- Task instructions -
Only the words of the entries are wanted, repeated exactly and without images.

Task material Block Start

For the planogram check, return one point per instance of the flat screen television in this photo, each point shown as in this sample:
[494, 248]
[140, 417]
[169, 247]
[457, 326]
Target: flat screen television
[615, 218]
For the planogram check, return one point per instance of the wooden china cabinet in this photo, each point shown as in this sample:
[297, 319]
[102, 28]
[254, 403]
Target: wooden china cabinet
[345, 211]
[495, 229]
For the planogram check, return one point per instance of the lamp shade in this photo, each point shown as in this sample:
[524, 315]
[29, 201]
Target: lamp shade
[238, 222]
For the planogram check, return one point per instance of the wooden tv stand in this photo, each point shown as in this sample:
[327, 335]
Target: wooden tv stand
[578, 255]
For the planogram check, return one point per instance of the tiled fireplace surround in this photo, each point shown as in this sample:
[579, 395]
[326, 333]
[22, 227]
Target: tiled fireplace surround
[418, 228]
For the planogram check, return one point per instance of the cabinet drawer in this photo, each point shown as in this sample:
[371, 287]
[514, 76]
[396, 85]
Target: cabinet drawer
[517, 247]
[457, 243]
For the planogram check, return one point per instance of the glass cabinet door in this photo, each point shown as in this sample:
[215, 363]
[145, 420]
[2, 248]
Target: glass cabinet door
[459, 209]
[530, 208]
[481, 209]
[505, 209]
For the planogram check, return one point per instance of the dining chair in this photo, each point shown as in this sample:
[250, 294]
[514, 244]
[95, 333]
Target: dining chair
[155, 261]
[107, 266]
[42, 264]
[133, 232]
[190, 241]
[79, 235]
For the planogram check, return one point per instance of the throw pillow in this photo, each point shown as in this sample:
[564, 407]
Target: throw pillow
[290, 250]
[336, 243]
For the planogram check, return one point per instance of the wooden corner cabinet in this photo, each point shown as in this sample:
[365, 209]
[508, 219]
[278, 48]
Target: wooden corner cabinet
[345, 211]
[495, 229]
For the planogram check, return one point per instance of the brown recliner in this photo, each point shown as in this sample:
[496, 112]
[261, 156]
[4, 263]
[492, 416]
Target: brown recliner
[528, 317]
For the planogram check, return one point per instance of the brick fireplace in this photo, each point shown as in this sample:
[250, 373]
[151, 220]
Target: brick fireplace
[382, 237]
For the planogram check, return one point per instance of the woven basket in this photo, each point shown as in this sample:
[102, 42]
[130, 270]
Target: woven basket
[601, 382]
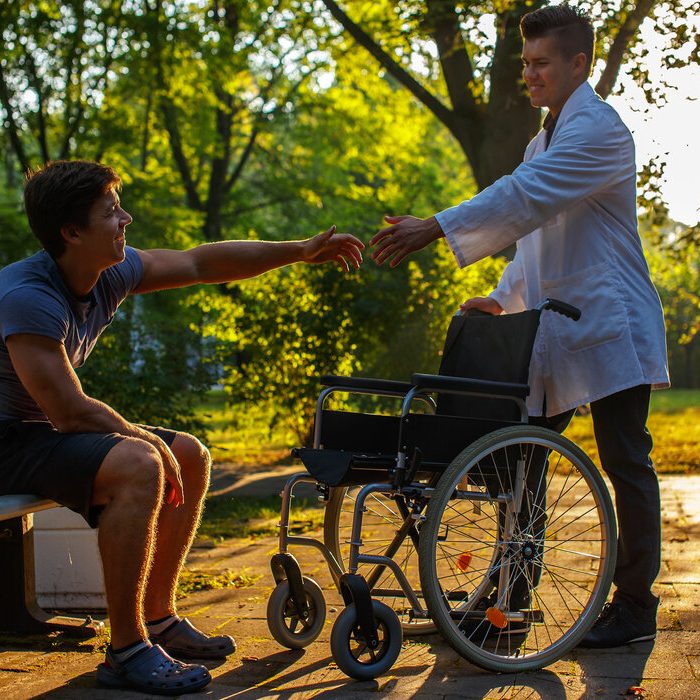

Task material Block End

- Exercise solution -
For the planogram check, return one point per instance of the flat screen television in this photo, each point shown as in this sample:
[494, 248]
[140, 417]
[169, 247]
[457, 326]
Target: flat screen television
[615, 218]
For the planogram check, return one point per instance of the wooden china cabinet in this photo, each point shown as in this sample:
[297, 319]
[102, 28]
[254, 403]
Target: wooden china cabinet
[345, 211]
[495, 229]
For the planogram check, return one point per instance of the lamp shade in this photo, each point shown as in this sample:
[524, 315]
[29, 201]
Target: lamp shade
[238, 222]
For the planogram check, return one point per instance of the wooden tv stand in this photo, each point shown as in this sample:
[327, 335]
Target: wooden tv stand
[578, 255]
For the planogram check, return one point per instance of the tiled fireplace surround in this photo, each point shown as in this sample:
[579, 395]
[326, 333]
[22, 227]
Target: tiled fireplace surround
[418, 228]
For the planogram check, return one point per instance of the cabinet drawer in this photo, each point shown as in this sample:
[371, 287]
[514, 76]
[396, 85]
Target: cabinet drawer
[517, 247]
[457, 243]
For the planogram check, return one point per instance of the glass cabinet door in this photo, each point shown as in this sample:
[215, 363]
[145, 420]
[2, 248]
Target: glass cabinet door
[459, 209]
[530, 208]
[481, 209]
[505, 209]
For the planogram check, return one point per instance of the dining chair in this photo, each point shown as in this sample:
[250, 294]
[514, 244]
[95, 333]
Target: dining chair
[155, 261]
[107, 266]
[42, 264]
[133, 232]
[190, 241]
[79, 235]
For the planogram check, return one point per instance of the throw pillow in this photo, each point shown as in this sample:
[564, 407]
Target: throw pillow
[290, 250]
[336, 243]
For the planogram check, return one point per instance of the wooden corner cabinet in this photo, each point shown as in this sample:
[365, 209]
[508, 219]
[278, 48]
Target: wooden corner cabinet
[345, 211]
[495, 229]
For the planogram check, return one point per instance of the brown recliner in this photo, each point shown as in this sample:
[496, 112]
[261, 156]
[4, 263]
[492, 416]
Target: brown recliner
[528, 317]
For the planogram check, return one point per instance of the brick fireplace in this photo, each point shown as in this sample:
[250, 373]
[151, 220]
Target: brick fireplace
[382, 237]
For the planogram check, return one point per instance of the woven basket in this photo, each point shown as in this sample:
[102, 42]
[130, 270]
Target: woven basket
[601, 382]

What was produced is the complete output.